SOURCE EXCERPT:
--- start ---
It is worth briefly following the logic of the code through the main function in src/julia_driver.cpp just so you have an idea of what is going on. Notice that there is some wierdness in RenderProgressive with an extra thread - this is what allows the GUI to render the pixels as they are drawn. The indirection via juliaEngine may also be confusing. However, confusing initialisation and GUI code is normal; what you are looking for is the computational bottleneck.

If you go into src/julia_frame_reference.cpp, then things get much simpler. For now I will simply assert that this is the computational bottleneck. In real life, it is usually up to you to find it for yourself in a large code-base. Notice that there are three nested loops here:

Do they explain the scaling behaviour seen in your graphs?
Can you explain the graph for small image dimensions and for small maximum iterations?
--- end ---
DATASET EXCERPTS:
--- start ---
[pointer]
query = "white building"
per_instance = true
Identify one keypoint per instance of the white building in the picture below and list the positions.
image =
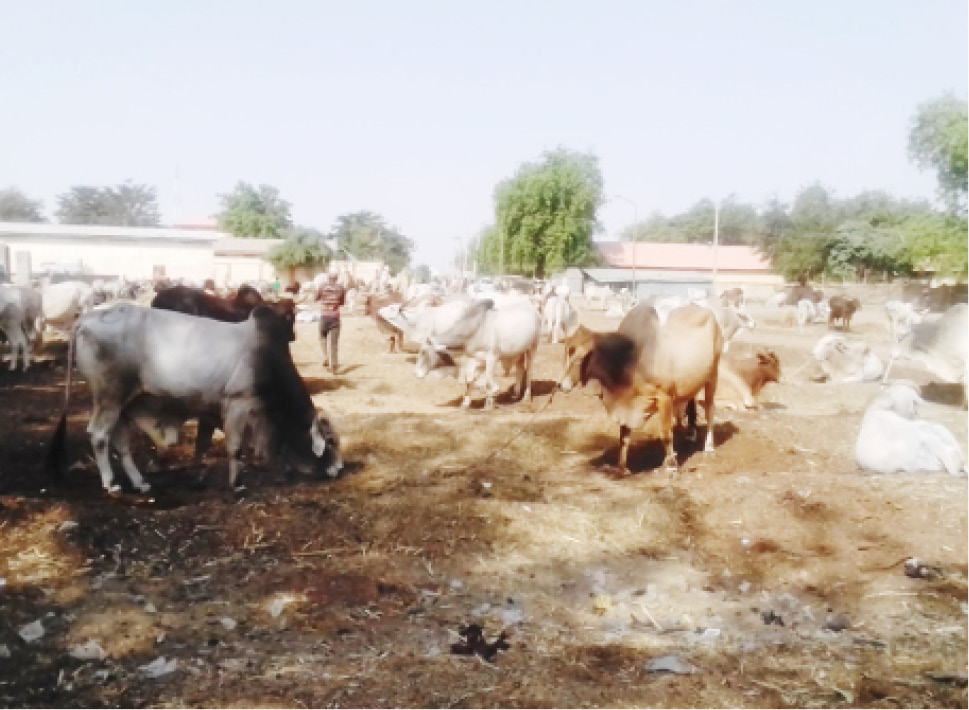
--- end ---
REQUIRED WORK:
a. Answer these questions from the Julia code walkthrough:
(i) Which file holds the main function?
(ii) What does the extra thread in RenderProgressive allow the GUI to do?
(iii) Which file does the walkthrough assert contains the computational bottleneck?
b. Give the next part of the Julia code walkthrough, following on from its final line.

ANSWERS TO THE EXERCISE:
a.
(i) src/julia_driver.cpp
(ii) Render the pixels as they are drawn.
(iii) src/julia_frame_reference.cpp

b.
Some of you will have done algorithmic complexity in 2nd year, or have encountered it elsewhere. Here we're seeing the implications of big-O, and it is worth remembering that in all that follows in this exercise we are not changing the fundamental complexity of the problem, only the scaling constant that goes in front of it.

Commit and push back to github

Don't worry if this doesn't work immediately. If you get stuck then post an issue.

You have now added some files to your solution, and so probably want to make sure those files get back into the repository. There are three stages to this:

"Add" : tell git that you want it to track a file
"Commit" : tell git that the specific version of the file should be captured
"Push" : upload the committed changes back to github.

If you have a GIT GUI, then you can probably right click the folder and choose "Commit", then "Push" to do these steps.

On the command line, the steps are:

# Add the pdfs you created
git add results/*.pdf

# Commit the files, with the message "Added graphs"
git commit --all -m "Added Graphs"

# Push the changes back up (you'll need to type your password)
git push

If you hit refresh on you private repository, you hopefully will see that the graphs have appeared in github.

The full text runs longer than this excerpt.